Saved data entries
BEGIN
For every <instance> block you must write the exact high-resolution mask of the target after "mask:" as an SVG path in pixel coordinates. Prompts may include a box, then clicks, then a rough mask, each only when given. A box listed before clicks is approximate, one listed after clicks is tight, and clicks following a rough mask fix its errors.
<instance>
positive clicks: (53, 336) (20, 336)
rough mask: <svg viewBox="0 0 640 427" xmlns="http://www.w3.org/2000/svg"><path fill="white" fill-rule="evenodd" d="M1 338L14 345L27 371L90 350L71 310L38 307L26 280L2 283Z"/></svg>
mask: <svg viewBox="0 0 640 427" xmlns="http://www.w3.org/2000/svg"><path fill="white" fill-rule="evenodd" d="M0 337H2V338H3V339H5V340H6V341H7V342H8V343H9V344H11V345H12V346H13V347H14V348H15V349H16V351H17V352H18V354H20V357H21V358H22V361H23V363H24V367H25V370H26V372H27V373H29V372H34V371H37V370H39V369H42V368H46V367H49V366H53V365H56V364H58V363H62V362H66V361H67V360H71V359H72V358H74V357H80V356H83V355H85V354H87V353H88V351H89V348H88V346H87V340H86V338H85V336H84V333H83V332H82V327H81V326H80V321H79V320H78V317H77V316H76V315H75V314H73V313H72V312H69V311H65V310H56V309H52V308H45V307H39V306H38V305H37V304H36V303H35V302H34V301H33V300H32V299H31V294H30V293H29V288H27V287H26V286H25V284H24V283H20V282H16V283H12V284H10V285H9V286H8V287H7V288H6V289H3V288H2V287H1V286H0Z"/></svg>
END
DIRECTIONS FOR THIS TASK —
Using the entries above, quote each line verbatim from the first through the line that contains "positive clicks: (53, 336) (20, 336)".

EXERCISE ANSWER —
For every <instance> block you must write the exact high-resolution mask of the target after "mask:" as an SVG path in pixel coordinates. Prompts may include a box, then clicks, then a rough mask, each only when given. A box listed before clicks is approximate, one listed after clicks is tight, and clicks following a rough mask fix its errors.
<instance>
positive clicks: (53, 336) (20, 336)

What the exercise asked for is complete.